What you need to do: Copy the lines below verbatim, from the line containing "of the brick" through the end of the entries, both ends included. Leave the pictures out.

Given data:
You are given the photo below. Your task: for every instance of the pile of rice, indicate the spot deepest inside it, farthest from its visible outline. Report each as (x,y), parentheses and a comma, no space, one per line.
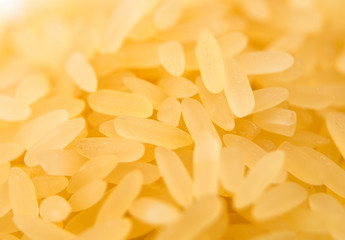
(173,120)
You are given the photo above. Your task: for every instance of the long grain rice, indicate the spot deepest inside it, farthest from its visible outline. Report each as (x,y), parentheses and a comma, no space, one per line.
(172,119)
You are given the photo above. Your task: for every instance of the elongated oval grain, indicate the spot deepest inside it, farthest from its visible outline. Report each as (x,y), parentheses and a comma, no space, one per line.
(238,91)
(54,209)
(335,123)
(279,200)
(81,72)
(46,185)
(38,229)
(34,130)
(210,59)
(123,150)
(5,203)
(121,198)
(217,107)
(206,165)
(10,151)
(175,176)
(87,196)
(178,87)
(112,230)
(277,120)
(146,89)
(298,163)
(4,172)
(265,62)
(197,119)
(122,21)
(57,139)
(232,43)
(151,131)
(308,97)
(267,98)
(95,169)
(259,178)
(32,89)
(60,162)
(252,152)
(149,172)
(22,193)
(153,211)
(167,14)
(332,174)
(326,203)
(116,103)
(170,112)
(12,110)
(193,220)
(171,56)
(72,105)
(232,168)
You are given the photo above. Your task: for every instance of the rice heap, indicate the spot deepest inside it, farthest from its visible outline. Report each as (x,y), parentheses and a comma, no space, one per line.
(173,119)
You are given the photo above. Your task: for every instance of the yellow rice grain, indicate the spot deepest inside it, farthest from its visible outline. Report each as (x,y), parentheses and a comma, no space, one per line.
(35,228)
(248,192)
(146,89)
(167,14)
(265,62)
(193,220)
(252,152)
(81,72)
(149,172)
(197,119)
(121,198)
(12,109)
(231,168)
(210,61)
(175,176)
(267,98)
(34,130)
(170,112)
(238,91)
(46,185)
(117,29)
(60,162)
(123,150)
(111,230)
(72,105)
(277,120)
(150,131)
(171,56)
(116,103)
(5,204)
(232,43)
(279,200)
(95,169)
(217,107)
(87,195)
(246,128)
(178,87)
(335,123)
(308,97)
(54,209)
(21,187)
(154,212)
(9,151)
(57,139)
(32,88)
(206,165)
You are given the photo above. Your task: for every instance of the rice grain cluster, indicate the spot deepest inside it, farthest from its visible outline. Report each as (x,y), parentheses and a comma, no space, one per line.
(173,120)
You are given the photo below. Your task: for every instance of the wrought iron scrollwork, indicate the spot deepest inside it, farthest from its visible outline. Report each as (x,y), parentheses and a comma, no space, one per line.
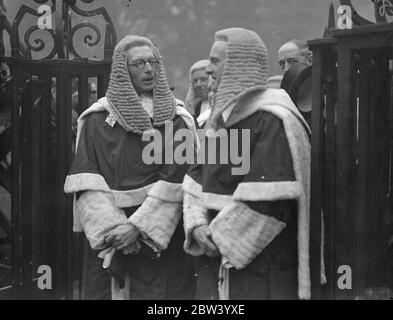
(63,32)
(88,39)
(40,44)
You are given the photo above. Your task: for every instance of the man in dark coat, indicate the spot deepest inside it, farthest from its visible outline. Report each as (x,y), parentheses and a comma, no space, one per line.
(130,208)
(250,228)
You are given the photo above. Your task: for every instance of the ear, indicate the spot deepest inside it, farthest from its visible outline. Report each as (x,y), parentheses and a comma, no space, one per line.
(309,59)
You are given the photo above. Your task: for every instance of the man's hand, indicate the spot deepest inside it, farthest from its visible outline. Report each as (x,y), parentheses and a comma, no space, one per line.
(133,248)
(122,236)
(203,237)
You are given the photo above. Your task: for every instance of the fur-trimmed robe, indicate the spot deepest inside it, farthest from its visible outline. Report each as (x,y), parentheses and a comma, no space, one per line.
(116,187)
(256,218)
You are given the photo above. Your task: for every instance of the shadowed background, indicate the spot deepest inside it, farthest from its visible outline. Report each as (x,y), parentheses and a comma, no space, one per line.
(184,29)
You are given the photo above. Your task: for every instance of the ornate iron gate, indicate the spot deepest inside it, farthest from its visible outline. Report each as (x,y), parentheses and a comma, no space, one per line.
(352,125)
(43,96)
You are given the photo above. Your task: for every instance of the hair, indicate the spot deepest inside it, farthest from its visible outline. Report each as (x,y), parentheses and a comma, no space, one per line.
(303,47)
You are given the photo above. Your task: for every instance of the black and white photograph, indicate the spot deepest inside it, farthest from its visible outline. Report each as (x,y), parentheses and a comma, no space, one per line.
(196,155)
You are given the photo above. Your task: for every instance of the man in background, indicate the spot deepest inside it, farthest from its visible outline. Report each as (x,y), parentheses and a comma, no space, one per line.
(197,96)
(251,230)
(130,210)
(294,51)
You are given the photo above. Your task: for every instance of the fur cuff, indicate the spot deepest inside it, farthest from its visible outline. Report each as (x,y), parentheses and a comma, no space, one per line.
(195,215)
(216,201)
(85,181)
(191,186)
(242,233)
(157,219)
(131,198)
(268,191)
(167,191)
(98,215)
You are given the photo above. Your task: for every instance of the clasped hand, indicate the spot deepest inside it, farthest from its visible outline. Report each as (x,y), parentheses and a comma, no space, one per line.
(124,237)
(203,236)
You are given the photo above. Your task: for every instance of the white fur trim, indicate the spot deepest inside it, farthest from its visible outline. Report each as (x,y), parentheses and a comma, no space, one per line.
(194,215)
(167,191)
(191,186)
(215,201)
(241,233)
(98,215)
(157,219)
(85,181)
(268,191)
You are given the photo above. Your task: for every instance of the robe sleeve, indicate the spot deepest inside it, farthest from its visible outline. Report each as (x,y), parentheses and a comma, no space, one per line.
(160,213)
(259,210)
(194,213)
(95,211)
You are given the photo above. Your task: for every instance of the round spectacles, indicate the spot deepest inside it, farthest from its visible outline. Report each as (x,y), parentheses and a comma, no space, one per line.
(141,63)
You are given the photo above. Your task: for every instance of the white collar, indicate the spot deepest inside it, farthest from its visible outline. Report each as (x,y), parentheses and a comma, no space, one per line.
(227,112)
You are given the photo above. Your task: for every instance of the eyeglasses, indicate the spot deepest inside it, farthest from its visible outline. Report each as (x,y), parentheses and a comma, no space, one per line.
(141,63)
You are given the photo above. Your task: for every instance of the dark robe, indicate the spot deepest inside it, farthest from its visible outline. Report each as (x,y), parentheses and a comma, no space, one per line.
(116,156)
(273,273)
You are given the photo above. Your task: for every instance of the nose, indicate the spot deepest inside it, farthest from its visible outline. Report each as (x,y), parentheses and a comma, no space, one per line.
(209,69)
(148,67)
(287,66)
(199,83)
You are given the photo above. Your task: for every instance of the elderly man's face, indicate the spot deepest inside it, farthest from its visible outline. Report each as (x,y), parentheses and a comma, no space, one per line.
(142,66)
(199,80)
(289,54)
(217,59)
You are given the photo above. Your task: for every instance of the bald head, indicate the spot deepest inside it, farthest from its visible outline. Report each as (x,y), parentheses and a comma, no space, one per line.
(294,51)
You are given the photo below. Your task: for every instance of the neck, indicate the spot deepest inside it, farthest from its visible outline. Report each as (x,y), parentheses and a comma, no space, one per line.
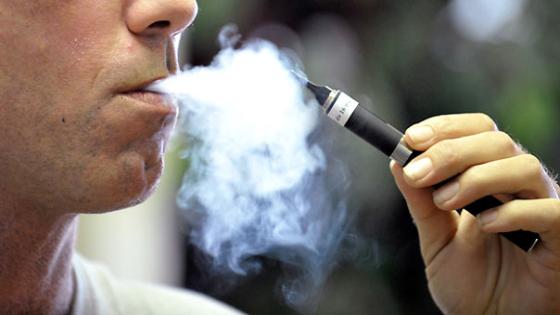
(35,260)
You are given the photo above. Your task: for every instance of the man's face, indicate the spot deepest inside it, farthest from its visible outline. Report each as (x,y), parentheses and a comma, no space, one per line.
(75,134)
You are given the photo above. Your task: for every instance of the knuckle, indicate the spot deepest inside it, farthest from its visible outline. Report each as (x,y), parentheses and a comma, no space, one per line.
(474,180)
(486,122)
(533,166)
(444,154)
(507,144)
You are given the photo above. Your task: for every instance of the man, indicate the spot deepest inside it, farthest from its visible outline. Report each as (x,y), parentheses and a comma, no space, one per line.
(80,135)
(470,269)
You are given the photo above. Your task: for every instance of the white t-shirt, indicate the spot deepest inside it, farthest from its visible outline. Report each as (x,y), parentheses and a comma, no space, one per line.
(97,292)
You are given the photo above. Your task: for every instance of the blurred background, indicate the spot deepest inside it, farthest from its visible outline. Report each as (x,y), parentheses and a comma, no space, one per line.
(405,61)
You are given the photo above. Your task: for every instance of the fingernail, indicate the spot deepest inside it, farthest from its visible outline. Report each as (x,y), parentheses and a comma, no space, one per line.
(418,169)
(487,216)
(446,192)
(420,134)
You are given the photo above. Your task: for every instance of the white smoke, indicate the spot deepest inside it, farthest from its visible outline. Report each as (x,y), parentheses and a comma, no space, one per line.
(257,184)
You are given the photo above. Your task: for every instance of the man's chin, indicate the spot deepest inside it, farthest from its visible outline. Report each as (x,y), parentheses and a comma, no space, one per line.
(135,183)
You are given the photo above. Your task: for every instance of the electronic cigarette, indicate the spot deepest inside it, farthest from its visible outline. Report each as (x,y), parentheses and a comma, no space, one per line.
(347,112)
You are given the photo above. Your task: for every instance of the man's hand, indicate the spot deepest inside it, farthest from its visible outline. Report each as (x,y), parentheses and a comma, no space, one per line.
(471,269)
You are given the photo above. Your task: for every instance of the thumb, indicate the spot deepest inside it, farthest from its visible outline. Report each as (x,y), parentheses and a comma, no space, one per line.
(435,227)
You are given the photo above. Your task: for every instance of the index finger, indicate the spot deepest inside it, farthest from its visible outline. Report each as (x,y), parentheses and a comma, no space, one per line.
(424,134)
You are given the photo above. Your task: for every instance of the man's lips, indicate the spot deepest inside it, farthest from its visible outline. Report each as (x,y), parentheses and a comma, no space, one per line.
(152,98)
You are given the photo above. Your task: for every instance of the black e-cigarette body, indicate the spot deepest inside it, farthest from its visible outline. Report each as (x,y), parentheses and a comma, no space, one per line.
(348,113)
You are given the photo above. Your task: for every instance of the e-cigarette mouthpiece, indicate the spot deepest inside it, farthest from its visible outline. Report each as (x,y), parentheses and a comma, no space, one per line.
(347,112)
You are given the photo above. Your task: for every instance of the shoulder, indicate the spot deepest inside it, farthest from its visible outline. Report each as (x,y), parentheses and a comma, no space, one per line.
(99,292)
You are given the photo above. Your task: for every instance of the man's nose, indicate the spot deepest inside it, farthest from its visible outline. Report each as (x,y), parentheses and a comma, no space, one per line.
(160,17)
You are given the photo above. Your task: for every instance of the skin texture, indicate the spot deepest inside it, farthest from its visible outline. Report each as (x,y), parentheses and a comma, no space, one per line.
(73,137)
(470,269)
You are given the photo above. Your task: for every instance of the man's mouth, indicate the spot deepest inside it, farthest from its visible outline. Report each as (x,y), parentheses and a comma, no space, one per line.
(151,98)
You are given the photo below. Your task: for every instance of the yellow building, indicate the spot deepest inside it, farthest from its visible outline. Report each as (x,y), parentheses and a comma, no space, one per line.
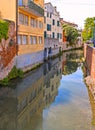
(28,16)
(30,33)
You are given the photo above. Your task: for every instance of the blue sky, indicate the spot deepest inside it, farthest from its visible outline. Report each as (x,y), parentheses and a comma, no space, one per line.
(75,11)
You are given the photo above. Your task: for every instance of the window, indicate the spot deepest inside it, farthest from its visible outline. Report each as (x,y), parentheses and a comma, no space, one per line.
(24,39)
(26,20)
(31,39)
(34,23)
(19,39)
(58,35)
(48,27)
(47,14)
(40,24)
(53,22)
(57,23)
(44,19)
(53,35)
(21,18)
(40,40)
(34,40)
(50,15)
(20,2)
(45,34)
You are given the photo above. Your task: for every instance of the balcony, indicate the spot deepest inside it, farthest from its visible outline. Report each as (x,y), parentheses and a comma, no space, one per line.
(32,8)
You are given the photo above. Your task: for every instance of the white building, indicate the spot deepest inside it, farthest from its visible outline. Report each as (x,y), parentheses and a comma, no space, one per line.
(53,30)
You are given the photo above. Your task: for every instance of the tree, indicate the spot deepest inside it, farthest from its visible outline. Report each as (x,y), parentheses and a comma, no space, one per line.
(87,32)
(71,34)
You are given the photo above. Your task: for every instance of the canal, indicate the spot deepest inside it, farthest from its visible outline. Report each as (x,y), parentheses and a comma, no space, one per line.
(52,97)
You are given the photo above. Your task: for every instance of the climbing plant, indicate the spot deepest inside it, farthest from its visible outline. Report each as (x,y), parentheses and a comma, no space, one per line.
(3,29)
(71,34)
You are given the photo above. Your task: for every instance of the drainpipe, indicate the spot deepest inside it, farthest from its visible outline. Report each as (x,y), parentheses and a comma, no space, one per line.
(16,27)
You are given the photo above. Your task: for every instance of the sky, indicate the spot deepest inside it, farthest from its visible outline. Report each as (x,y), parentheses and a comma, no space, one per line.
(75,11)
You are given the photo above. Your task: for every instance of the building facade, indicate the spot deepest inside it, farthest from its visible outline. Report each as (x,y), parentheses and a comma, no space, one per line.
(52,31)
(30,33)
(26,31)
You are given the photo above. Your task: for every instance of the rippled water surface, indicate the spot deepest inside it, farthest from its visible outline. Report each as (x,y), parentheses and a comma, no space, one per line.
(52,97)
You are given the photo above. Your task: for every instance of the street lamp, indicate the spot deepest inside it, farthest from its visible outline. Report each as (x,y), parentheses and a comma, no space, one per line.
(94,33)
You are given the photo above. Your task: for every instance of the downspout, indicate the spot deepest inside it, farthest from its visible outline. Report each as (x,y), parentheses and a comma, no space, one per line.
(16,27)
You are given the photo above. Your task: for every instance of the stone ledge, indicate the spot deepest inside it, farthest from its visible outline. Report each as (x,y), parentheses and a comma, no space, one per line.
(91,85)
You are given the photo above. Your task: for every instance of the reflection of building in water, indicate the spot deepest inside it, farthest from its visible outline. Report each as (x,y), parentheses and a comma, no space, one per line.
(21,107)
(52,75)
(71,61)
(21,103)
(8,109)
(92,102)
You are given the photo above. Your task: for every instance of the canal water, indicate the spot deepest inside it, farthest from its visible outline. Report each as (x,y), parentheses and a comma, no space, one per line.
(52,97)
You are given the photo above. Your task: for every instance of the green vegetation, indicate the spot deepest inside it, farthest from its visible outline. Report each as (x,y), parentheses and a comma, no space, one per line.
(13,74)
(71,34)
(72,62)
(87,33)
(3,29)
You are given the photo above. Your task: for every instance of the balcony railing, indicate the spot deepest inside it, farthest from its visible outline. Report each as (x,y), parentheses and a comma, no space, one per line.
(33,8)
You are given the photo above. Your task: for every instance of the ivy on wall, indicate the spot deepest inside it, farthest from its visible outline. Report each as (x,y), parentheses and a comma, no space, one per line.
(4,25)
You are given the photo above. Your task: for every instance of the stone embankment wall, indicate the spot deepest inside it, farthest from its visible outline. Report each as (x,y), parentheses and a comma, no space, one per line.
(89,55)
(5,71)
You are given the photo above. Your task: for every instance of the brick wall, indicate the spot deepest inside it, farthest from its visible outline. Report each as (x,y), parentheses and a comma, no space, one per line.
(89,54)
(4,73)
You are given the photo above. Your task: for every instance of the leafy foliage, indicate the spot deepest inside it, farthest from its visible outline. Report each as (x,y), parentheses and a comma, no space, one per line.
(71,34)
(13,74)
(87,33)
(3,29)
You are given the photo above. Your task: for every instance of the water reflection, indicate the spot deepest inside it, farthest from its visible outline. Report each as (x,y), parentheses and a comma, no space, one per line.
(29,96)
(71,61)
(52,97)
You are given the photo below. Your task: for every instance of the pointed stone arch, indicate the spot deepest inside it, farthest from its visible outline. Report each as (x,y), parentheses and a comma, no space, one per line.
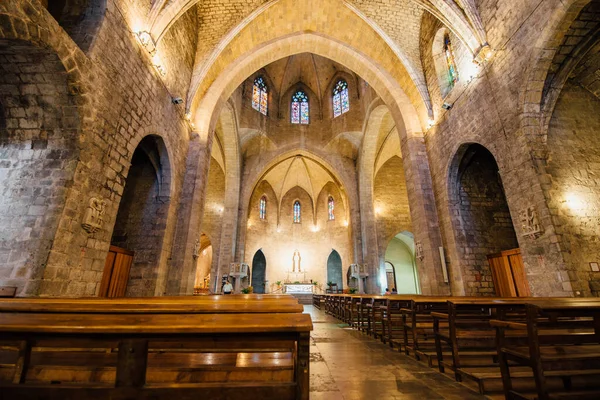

Full solution:
You are given the photo above. Your task: for every instance of the brick wall, indicate the spot deepest inside it, farthest from its visible outline. Report each as (x,y), parentheses and a comma, no space, one per line.
(89,54)
(4,73)
You are given the photo above. Your task: for every instance of the leafy foliage, indicate the spot deepest inside it, farthest from its visible outline. Report each as (x,y), parentheses and a comma, no space, one per line.
(71,34)
(13,74)
(87,33)
(3,29)
You are given the photo above. Your task: for every instance of the water reflection, indicate the spot deepest inside it, farthest from its visible outline. Report each as (x,y), parentheses and a comma, no space, one per line.
(29,96)
(71,61)
(52,97)
You are given the photo below. Your task: for every instance of the pointed stone arch, indicate the spot deepest inside it, farthest from its visible outline. Report each as (x,y), parentheses and a comma, no space, one per line.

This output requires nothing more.